Set out each line of the records below as a numbered list, omitting blank lines and leaving out the pictures.

* BEGIN *

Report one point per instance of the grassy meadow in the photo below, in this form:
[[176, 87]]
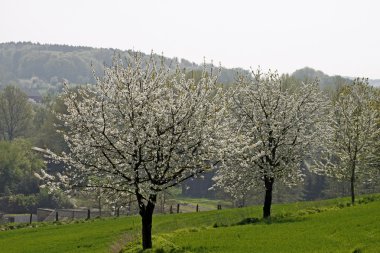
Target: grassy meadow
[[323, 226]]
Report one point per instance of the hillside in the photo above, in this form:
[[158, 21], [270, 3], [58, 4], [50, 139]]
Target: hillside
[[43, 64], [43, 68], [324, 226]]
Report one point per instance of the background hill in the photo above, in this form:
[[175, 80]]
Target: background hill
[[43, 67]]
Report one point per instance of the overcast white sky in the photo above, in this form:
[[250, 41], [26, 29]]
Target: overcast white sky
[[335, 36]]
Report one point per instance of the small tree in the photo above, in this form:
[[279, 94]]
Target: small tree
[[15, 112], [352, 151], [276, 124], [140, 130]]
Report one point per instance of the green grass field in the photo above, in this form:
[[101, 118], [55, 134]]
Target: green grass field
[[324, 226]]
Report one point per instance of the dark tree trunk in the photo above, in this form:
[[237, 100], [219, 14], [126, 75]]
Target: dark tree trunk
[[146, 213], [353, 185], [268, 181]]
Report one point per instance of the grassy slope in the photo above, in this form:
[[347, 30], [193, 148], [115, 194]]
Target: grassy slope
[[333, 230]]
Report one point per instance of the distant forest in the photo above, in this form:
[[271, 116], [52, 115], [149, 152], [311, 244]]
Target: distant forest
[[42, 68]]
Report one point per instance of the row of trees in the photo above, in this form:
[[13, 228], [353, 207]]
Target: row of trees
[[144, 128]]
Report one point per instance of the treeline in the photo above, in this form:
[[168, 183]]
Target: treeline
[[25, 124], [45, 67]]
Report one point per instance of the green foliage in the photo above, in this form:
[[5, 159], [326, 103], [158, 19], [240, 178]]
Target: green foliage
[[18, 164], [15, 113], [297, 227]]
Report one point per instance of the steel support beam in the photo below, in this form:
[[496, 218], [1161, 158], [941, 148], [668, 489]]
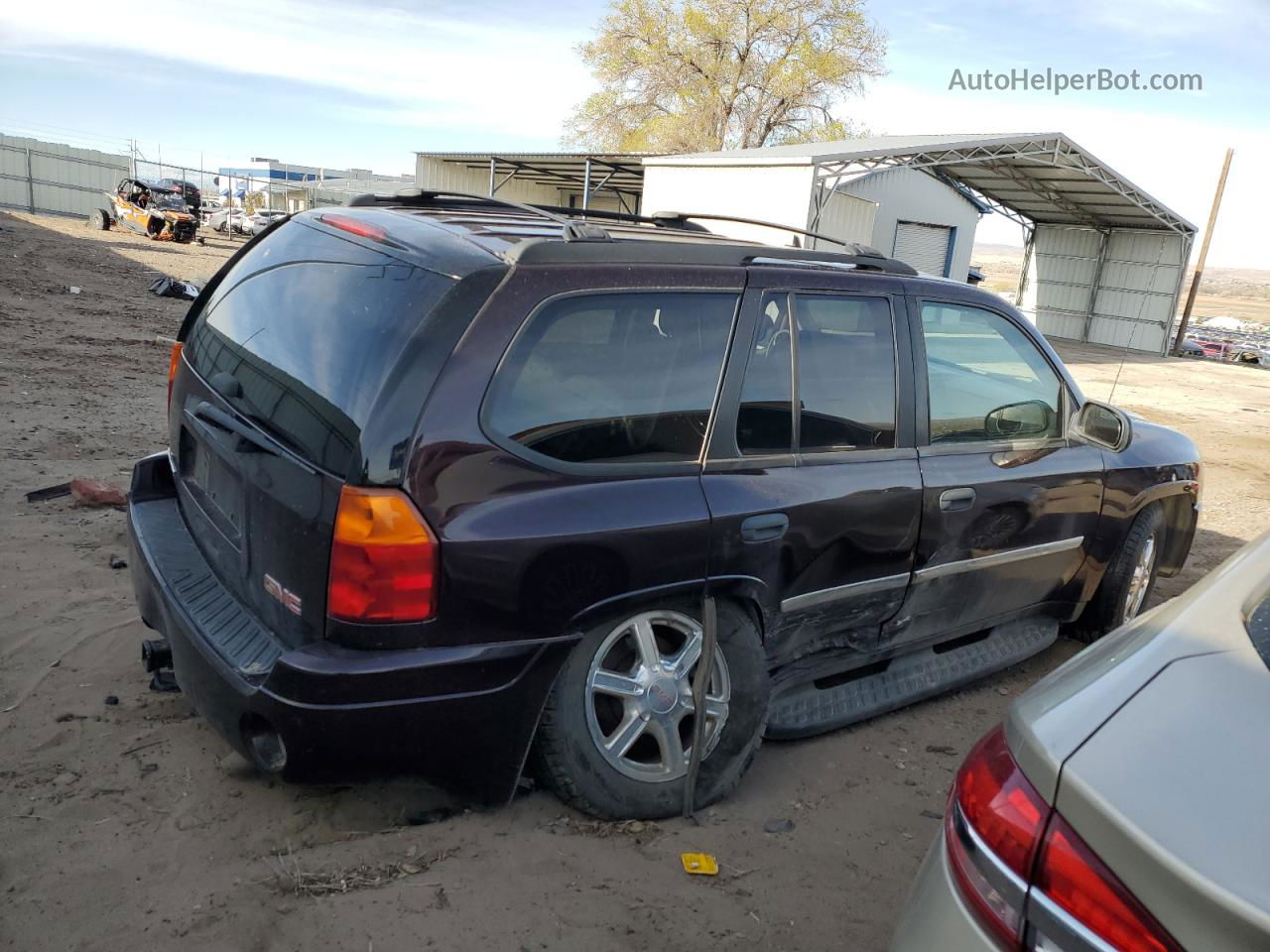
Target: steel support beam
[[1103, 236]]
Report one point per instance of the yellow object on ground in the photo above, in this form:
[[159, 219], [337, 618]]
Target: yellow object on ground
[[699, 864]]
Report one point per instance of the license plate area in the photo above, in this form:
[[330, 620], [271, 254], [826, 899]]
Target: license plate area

* END *

COMPLETE ANSWER ::
1. Report one point per instance of the grassy meadow in the photo below, in this form:
2. [[176, 87]]
3. Target: grassy meadow
4. [[323, 226]]
5. Report one point per instance of the hillside in the photo above, in this form:
6. [[158, 21], [270, 3], [58, 4], [50, 139]]
7. Target: hillside
8. [[43, 64], [43, 68], [324, 226]]
9. Report one point per instance of the background hill in the photo above, in this form:
10. [[175, 80]]
11. Target: background hill
12. [[43, 67]]
13. Report one point per instance of the overcast white sky in the photo above, in this form:
14. [[250, 41], [26, 29]]
15. Target: overcast white sky
16. [[335, 36]]
17. Report one point per instance of the small tree in the photo above, in this form:
18. [[279, 94]]
19. Target: small tree
20. [[15, 112], [352, 151], [276, 124], [140, 130]]
21. Report one point per instance of the green grass field in the photo above, in this form:
22. [[101, 118], [55, 134]]
23. Target: green grass field
24. [[324, 226]]
25. Report one point per instance of the dark tree trunk in the photo above, in this form:
26. [[237, 100], [219, 14], [126, 75]]
27. Target: dark tree trunk
28. [[146, 213], [353, 185], [268, 181]]
29. Report one point per instance of the grassy slope in the photo above, in this form:
30. [[347, 30], [193, 148], [115, 194]]
31. Target: grassy slope
32. [[333, 230]]
33. Report one point per instance of the distant forest in the photo above, in this form:
34. [[271, 116], [52, 115], [149, 152], [311, 244]]
35. Target: distant forest
36. [[42, 68]]
37. Report one point per instance of the row of trees in the photo above, in this form:
38. [[13, 228], [353, 207]]
39. Target: row of trees
40. [[144, 128]]
41. Report one point per instance of the treeline in the photo above, in this form:
42. [[168, 183]]
43. Target: treeline
44. [[25, 124], [45, 67]]
45. Report one point per instance of the green foliage in the photo above, in this form:
46. [[5, 159], [326, 103], [158, 19], [240, 178]]
47. Target: green foliage
48. [[18, 164], [15, 113], [297, 227]]
49. Report one point per instance of the steel support beam in the photo below, in this form:
50. [[496, 218], [1161, 158], [941, 148], [668, 489]]
51. Target: steel support beam
52. [[1103, 236]]
53. Report one point per instance of the yellow object on ground in the photo above, in this form:
54. [[159, 219], [337, 618]]
55. Target: yellow object on ground
56. [[699, 864]]
57. Report one point per instance of the license plate area in the photo above, in this form:
58. [[330, 620], [271, 254], [826, 899]]
59. Target: license plate area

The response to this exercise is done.